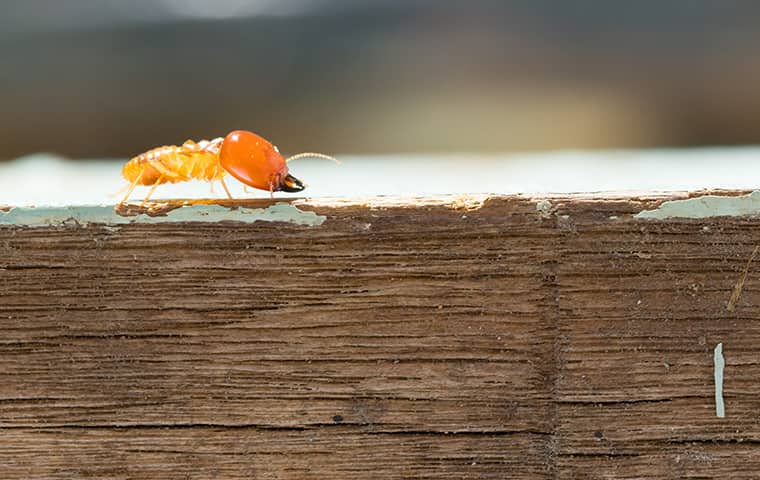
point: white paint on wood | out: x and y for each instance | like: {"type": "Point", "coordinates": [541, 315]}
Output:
{"type": "Point", "coordinates": [706, 206]}
{"type": "Point", "coordinates": [719, 363]}
{"type": "Point", "coordinates": [47, 216]}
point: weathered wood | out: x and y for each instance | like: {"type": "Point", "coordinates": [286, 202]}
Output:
{"type": "Point", "coordinates": [396, 340]}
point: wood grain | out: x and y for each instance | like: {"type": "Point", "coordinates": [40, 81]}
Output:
{"type": "Point", "coordinates": [396, 340]}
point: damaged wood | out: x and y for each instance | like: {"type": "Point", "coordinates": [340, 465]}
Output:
{"type": "Point", "coordinates": [398, 339]}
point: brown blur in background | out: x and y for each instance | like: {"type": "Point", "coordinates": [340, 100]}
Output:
{"type": "Point", "coordinates": [110, 78]}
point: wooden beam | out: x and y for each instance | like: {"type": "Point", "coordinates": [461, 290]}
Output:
{"type": "Point", "coordinates": [501, 337]}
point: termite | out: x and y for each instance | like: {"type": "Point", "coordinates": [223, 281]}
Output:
{"type": "Point", "coordinates": [244, 155]}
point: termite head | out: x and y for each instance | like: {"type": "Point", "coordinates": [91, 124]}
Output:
{"type": "Point", "coordinates": [257, 163]}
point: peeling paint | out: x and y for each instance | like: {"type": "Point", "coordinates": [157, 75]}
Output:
{"type": "Point", "coordinates": [705, 207]}
{"type": "Point", "coordinates": [719, 363]}
{"type": "Point", "coordinates": [103, 214]}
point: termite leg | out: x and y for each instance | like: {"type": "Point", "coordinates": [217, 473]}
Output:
{"type": "Point", "coordinates": [227, 190]}
{"type": "Point", "coordinates": [152, 189]}
{"type": "Point", "coordinates": [131, 188]}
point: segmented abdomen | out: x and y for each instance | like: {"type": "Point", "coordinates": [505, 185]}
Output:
{"type": "Point", "coordinates": [171, 163]}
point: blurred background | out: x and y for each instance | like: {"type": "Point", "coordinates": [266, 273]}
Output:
{"type": "Point", "coordinates": [111, 78]}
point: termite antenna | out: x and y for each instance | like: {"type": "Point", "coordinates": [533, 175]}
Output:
{"type": "Point", "coordinates": [313, 155]}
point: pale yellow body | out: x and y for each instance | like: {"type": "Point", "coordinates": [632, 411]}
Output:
{"type": "Point", "coordinates": [171, 164]}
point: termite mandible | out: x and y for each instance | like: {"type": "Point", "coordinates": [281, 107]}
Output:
{"type": "Point", "coordinates": [246, 156]}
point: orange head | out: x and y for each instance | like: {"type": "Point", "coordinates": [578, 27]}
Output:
{"type": "Point", "coordinates": [257, 163]}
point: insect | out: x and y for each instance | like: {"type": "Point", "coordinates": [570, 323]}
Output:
{"type": "Point", "coordinates": [244, 155]}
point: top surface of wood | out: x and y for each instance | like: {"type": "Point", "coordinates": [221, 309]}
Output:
{"type": "Point", "coordinates": [508, 339]}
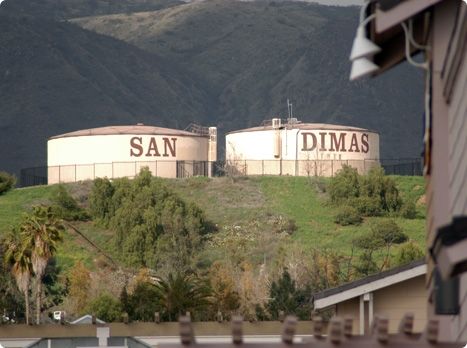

▸ What the task requires
Rewrite the records from the line with "point: blurred background" up to and including the last line of the records, request lines included, with every coordinate in the answers shifted by 38 (add 38 to each number). Leave the numbers in the requests and their format samples as they are, and omit the pictures.

▸ The result
point: blurred background | out: x and y for each instance | like: {"type": "Point", "coordinates": [266, 273]}
Output:
{"type": "Point", "coordinates": [149, 116]}
point: termite antenna | out: x and y for each instance | like: {"type": "Point", "coordinates": [533, 175]}
Output:
{"type": "Point", "coordinates": [351, 193]}
point: pale yellow body | out: x and y for each instance | like: {"type": "Point", "coordinates": [632, 411]}
Output:
{"type": "Point", "coordinates": [209, 202]}
point: termite mandible | out: x and y for each instance | like: {"type": "Point", "coordinates": [281, 107]}
Output:
{"type": "Point", "coordinates": [284, 194]}
point: orange head | out: x and y for each instance | like: {"type": "Point", "coordinates": [578, 27]}
Output:
{"type": "Point", "coordinates": [295, 201]}
point: insect | out: x and y for each instance | like: {"type": "Point", "coordinates": [570, 323]}
Output:
{"type": "Point", "coordinates": [282, 193]}
point: top surface of wood | out: x and y for each instance | like: {"type": "Point", "coordinates": [221, 309]}
Output:
{"type": "Point", "coordinates": [546, 377]}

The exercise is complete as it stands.